Named region outline records:

┄┄┄┄┄┄

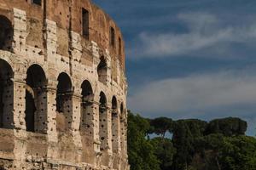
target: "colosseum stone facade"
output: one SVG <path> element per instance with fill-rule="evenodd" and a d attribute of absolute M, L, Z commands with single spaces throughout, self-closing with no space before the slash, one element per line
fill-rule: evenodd
<path fill-rule="evenodd" d="M 123 37 L 90 0 L 0 0 L 0 169 L 129 169 Z"/>

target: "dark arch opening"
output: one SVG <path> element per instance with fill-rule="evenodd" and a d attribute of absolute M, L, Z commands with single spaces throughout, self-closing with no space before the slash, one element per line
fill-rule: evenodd
<path fill-rule="evenodd" d="M 43 123 L 46 116 L 44 88 L 47 80 L 45 73 L 38 65 L 31 65 L 26 71 L 25 121 L 26 131 L 38 132 L 44 128 Z"/>
<path fill-rule="evenodd" d="M 107 109 L 107 98 L 103 92 L 100 94 L 100 109 L 106 110 Z"/>
<path fill-rule="evenodd" d="M 42 5 L 42 1 L 41 0 L 32 0 L 32 3 L 41 6 Z"/>
<path fill-rule="evenodd" d="M 92 133 L 93 131 L 93 91 L 91 84 L 85 80 L 81 85 L 82 104 L 81 104 L 81 133 Z"/>
<path fill-rule="evenodd" d="M 56 93 L 56 128 L 59 132 L 67 132 L 72 122 L 73 87 L 69 76 L 61 72 L 58 76 Z"/>
<path fill-rule="evenodd" d="M 98 80 L 102 83 L 107 83 L 108 65 L 106 59 L 102 56 L 101 61 L 97 66 Z"/>
<path fill-rule="evenodd" d="M 100 126 L 100 140 L 101 150 L 106 149 L 108 141 L 108 113 L 107 113 L 107 98 L 103 92 L 100 94 L 100 105 L 99 105 L 99 126 Z"/>
<path fill-rule="evenodd" d="M 117 99 L 115 96 L 112 98 L 112 148 L 114 153 L 119 151 L 119 115 L 117 110 Z"/>
<path fill-rule="evenodd" d="M 125 114 L 124 114 L 124 104 L 121 103 L 120 105 L 120 113 L 121 113 L 121 118 L 120 118 L 120 126 L 121 126 L 121 150 L 125 150 Z"/>
<path fill-rule="evenodd" d="M 56 110 L 58 112 L 64 111 L 64 104 L 72 93 L 72 82 L 69 76 L 61 72 L 58 76 Z"/>
<path fill-rule="evenodd" d="M 7 17 L 0 15 L 0 49 L 11 50 L 13 38 L 12 22 Z"/>
<path fill-rule="evenodd" d="M 83 103 L 88 103 L 92 100 L 92 88 L 89 81 L 84 80 L 81 85 L 82 88 L 82 101 Z"/>
<path fill-rule="evenodd" d="M 0 128 L 9 128 L 13 121 L 14 72 L 8 62 L 0 60 Z"/>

┄┄┄┄┄┄

_What is needed:_ Print the full listing exactly, dropping the pictures.

_Exercise result:_
target: "colosseum stone facade"
output: one SVG <path> element per instance with fill-rule="evenodd" and a d attribute of absolute M, L, Z commands with single spaces throughout, self-closing with no space before the slash, one element per line
fill-rule: evenodd
<path fill-rule="evenodd" d="M 123 37 L 90 0 L 0 0 L 0 169 L 129 169 Z"/>

target: "dark arch opening"
output: one SVG <path> element per instance with fill-rule="evenodd" and a d attribute of absolute M, L, Z commands with single spaces throughout, self-closing with no space before the slash, one element per line
fill-rule: evenodd
<path fill-rule="evenodd" d="M 43 123 L 46 116 L 44 88 L 47 80 L 45 73 L 38 65 L 31 65 L 26 71 L 25 121 L 26 131 L 38 132 L 44 128 Z"/>
<path fill-rule="evenodd" d="M 107 109 L 107 98 L 103 92 L 100 94 L 100 109 L 106 110 Z"/>
<path fill-rule="evenodd" d="M 42 5 L 42 1 L 41 0 L 32 0 L 32 3 L 41 6 Z"/>
<path fill-rule="evenodd" d="M 92 133 L 93 131 L 93 91 L 91 84 L 85 80 L 81 85 L 82 104 L 81 104 L 81 133 Z"/>
<path fill-rule="evenodd" d="M 56 93 L 56 128 L 59 132 L 67 132 L 72 122 L 73 87 L 69 76 L 61 72 L 58 76 Z"/>
<path fill-rule="evenodd" d="M 98 80 L 102 83 L 107 83 L 108 65 L 106 59 L 102 56 L 101 61 L 97 66 Z"/>
<path fill-rule="evenodd" d="M 100 126 L 100 140 L 101 150 L 106 149 L 108 141 L 108 113 L 107 113 L 107 98 L 103 92 L 100 94 L 100 105 L 99 105 L 99 126 Z"/>
<path fill-rule="evenodd" d="M 117 99 L 115 96 L 112 98 L 112 148 L 114 153 L 119 151 L 119 115 L 117 110 Z"/>
<path fill-rule="evenodd" d="M 125 114 L 124 114 L 124 104 L 121 103 L 120 105 L 120 113 L 121 113 L 121 118 L 120 118 L 120 126 L 121 126 L 121 150 L 125 150 Z"/>
<path fill-rule="evenodd" d="M 56 110 L 58 112 L 64 111 L 64 104 L 72 93 L 72 82 L 69 76 L 61 72 L 58 76 Z"/>
<path fill-rule="evenodd" d="M 7 17 L 0 15 L 0 49 L 11 50 L 13 38 L 12 22 Z"/>
<path fill-rule="evenodd" d="M 83 103 L 88 103 L 92 100 L 92 88 L 89 81 L 84 80 L 81 85 L 82 88 L 82 101 Z"/>
<path fill-rule="evenodd" d="M 0 128 L 9 128 L 13 121 L 14 72 L 8 62 L 0 60 Z"/>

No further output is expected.